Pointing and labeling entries
########

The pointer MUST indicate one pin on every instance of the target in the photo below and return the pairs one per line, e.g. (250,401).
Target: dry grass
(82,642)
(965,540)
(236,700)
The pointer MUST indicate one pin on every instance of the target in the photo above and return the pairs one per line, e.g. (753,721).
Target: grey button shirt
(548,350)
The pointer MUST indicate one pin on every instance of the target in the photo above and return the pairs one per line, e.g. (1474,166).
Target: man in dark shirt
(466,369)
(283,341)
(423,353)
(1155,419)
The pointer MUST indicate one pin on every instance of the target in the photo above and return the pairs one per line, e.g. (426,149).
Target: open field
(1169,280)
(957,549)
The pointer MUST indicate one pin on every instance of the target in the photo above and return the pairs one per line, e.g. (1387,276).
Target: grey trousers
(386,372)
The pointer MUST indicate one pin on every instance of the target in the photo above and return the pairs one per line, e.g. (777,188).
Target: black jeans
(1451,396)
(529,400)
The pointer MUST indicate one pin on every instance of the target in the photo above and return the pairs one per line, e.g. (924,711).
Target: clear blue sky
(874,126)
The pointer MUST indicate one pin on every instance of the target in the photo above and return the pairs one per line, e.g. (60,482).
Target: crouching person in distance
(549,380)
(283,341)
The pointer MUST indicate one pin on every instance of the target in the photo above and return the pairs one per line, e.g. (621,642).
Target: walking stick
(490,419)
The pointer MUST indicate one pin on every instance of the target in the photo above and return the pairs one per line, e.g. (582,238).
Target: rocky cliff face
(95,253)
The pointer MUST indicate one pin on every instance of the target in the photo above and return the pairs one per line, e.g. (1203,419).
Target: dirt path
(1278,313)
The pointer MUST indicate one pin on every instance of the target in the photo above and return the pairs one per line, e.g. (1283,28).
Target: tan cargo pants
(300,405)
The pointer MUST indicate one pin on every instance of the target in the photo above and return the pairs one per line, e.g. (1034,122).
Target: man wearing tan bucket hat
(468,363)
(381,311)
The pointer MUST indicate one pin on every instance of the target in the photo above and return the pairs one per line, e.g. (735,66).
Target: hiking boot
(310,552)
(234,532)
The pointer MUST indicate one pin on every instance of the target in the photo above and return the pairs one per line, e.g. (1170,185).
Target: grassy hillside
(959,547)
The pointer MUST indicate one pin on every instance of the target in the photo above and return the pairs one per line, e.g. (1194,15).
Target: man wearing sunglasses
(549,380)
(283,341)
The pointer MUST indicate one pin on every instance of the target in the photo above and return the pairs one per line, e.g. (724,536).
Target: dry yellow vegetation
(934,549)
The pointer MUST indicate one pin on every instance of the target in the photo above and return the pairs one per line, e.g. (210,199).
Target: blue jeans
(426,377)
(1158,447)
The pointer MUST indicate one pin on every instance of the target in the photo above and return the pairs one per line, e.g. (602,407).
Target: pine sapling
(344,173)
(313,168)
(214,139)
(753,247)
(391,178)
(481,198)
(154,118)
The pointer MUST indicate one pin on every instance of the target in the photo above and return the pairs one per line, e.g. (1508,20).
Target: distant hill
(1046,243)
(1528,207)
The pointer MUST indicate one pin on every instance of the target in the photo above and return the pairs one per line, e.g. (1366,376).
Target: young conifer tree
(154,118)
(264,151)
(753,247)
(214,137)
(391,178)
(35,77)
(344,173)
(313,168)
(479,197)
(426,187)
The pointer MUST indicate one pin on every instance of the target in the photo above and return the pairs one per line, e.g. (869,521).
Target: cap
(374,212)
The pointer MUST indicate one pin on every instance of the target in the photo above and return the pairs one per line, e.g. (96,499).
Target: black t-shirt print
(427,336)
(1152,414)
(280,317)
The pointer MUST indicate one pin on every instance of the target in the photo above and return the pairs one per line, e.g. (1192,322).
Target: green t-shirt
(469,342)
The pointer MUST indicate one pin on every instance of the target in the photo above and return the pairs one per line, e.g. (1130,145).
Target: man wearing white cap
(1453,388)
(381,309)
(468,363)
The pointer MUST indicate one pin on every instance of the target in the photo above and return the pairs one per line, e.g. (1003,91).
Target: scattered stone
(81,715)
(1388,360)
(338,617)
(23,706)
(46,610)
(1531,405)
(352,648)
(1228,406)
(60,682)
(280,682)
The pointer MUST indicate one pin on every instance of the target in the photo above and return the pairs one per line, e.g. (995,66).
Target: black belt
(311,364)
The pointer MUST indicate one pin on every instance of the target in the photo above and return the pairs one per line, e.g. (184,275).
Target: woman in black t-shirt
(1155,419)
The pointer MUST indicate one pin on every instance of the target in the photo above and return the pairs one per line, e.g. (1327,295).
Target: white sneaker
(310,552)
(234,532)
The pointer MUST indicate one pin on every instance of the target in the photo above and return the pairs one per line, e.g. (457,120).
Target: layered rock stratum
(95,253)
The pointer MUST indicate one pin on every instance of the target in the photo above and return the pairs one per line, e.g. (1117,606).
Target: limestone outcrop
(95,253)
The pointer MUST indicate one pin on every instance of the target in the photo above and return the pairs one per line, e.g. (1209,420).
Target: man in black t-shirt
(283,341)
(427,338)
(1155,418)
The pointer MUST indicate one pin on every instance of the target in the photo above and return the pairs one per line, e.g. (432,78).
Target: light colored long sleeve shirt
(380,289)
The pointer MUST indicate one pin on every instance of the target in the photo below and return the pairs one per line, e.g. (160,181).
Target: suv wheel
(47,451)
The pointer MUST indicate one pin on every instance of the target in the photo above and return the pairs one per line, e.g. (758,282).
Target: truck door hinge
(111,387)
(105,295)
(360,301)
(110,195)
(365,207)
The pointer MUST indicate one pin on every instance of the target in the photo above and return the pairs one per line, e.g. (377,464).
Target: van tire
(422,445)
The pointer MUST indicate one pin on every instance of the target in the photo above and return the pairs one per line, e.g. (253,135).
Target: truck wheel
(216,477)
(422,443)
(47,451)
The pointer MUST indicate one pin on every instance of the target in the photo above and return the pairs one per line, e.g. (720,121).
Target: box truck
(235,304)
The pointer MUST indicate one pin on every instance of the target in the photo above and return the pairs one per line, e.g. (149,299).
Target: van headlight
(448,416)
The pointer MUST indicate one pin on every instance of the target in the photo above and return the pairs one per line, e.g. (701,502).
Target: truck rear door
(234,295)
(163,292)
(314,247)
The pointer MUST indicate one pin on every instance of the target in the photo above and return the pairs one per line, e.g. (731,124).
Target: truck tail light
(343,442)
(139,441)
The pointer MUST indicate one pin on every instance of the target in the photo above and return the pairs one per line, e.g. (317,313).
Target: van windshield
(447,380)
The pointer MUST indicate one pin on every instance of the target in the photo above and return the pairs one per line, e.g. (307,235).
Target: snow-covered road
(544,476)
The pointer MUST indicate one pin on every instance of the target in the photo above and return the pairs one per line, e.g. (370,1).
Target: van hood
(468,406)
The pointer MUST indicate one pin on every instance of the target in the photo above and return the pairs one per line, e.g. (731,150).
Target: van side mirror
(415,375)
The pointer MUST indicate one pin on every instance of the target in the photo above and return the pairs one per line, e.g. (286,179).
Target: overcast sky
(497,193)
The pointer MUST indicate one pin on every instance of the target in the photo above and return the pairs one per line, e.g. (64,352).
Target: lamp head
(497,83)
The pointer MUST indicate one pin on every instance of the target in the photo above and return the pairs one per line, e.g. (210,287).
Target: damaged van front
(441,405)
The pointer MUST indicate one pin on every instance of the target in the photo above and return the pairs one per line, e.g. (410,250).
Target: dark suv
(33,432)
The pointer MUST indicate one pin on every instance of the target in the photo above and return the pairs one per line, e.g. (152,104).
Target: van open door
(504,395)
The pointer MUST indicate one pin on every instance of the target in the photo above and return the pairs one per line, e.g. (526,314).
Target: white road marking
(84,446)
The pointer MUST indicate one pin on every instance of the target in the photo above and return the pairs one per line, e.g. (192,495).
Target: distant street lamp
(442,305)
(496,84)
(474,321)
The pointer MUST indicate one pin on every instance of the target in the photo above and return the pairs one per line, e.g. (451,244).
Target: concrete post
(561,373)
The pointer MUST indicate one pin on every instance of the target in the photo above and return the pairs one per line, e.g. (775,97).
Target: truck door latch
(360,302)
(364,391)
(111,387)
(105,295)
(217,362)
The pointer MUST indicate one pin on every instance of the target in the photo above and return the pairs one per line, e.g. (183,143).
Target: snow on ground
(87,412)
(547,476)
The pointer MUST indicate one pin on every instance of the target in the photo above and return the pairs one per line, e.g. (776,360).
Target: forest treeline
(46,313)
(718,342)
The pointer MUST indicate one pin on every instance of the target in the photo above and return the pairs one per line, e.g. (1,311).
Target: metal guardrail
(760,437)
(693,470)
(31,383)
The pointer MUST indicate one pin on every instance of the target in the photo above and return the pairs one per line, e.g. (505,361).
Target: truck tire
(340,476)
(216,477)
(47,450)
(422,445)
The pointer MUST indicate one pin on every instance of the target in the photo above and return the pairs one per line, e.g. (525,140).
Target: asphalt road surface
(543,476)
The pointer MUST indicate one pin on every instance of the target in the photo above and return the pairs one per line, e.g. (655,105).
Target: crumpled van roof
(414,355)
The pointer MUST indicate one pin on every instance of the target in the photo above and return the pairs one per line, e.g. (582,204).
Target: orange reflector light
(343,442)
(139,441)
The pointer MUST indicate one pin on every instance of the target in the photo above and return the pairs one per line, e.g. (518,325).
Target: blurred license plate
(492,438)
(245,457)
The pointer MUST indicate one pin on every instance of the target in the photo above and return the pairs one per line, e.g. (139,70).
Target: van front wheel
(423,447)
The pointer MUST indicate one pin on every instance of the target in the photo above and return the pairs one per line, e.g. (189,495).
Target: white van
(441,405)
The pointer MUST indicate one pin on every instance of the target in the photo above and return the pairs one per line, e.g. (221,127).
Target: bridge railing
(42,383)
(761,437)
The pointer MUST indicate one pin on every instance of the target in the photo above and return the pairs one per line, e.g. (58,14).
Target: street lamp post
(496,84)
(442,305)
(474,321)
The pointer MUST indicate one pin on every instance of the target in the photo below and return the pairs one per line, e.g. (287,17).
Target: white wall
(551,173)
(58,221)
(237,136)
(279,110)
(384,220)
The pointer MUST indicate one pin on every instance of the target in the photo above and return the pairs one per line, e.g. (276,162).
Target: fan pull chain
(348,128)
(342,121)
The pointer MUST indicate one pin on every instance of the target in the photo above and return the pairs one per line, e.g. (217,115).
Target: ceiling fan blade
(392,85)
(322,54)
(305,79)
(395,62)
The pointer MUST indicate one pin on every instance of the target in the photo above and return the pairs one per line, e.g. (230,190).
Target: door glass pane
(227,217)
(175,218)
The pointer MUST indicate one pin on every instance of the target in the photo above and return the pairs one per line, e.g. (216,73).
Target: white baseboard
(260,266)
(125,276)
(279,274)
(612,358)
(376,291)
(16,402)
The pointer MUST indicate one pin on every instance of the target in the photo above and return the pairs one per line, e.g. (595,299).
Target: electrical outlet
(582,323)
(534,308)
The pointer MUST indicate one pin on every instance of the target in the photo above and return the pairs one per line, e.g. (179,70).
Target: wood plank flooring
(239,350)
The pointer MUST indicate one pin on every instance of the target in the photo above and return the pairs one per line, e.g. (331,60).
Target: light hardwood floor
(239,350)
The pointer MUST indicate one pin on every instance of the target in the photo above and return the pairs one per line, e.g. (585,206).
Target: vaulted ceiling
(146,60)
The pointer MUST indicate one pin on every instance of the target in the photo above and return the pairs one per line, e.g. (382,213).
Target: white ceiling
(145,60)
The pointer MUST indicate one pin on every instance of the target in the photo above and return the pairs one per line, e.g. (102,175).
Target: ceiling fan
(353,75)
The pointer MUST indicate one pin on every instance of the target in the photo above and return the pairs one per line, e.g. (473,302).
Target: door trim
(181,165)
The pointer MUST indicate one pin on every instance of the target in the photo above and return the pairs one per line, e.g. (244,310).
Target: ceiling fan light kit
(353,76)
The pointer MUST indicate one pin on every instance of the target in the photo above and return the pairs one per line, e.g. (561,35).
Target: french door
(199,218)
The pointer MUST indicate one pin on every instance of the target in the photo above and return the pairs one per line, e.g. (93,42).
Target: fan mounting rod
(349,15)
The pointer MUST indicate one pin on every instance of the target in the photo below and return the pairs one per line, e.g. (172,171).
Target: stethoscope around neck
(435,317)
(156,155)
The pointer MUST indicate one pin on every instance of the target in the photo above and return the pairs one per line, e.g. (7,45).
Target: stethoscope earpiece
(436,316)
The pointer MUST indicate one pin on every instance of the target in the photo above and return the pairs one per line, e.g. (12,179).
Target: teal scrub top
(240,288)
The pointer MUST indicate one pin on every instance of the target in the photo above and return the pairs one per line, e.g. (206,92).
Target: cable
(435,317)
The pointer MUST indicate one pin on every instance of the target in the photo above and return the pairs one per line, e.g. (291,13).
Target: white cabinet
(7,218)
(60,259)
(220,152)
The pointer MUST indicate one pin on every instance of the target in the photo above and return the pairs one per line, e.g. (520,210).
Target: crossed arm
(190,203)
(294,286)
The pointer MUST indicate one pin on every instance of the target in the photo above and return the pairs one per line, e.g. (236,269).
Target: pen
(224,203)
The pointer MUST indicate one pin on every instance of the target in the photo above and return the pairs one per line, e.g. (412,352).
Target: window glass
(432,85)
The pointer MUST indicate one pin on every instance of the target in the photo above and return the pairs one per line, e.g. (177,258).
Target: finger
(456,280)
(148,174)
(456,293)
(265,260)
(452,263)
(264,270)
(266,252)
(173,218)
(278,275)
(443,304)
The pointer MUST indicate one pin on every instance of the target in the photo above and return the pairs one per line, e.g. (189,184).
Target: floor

########

Task requirements:
Quote every line from the line containing "line, e.g. (172,171)." through the closing line of the listing, including both.

Finished task:
The pointer MUST indicate one pin on every instance of the target in the photo below and return the pairs one per line, e.g. (172,171).
Target: stethoscope around neck
(435,317)
(156,155)
The pointer MUST indicate one pin on every instance of the target in the photo above and return the pairs one per line, e.g. (7,45).
Target: stethoscope earpiece
(436,316)
The pointer MUST indicate one pin on every instance of the target in the photo above and return the pairs one per line, e.g. (12,179).
Target: teal scrub top
(240,288)
The pointer MUST indicate one pin on every instance of the target in the photo above and return the pairs one per line, e.g. (206,92).
Target: cable
(435,317)
The pointer MUST indicate one pin on every instance of the target in the photo above and return the pairs one per line, e.g. (291,13).
Target: white cabinet
(7,218)
(60,259)
(220,152)
The pointer MUST indicate one pin on every instance of the target in the photo above and return the pairs one per line, e.g. (520,210).
Target: crossed arm
(190,203)
(294,286)
The pointer MUST indicate one pin on every instance of the target in the photo above and return the pairs one per line, e.g. (236,269).
Target: pen
(224,203)
The pointer MUST indicate one pin on every instance of the target in the photo above and return the pairs one per line, e.g. (412,352).
Target: window glass
(432,85)
The pointer MUST indicate one pin on every instance of the target in the photo above and return the pairs one per line, e.g. (177,258).
Target: finger
(456,280)
(148,174)
(456,293)
(265,260)
(452,263)
(264,270)
(266,252)
(173,218)
(278,275)
(443,304)
The pointer MUST indicate one pin on every instance of the target in the photo above and return the pairs one per line, e.g. (189,184).
Target: floor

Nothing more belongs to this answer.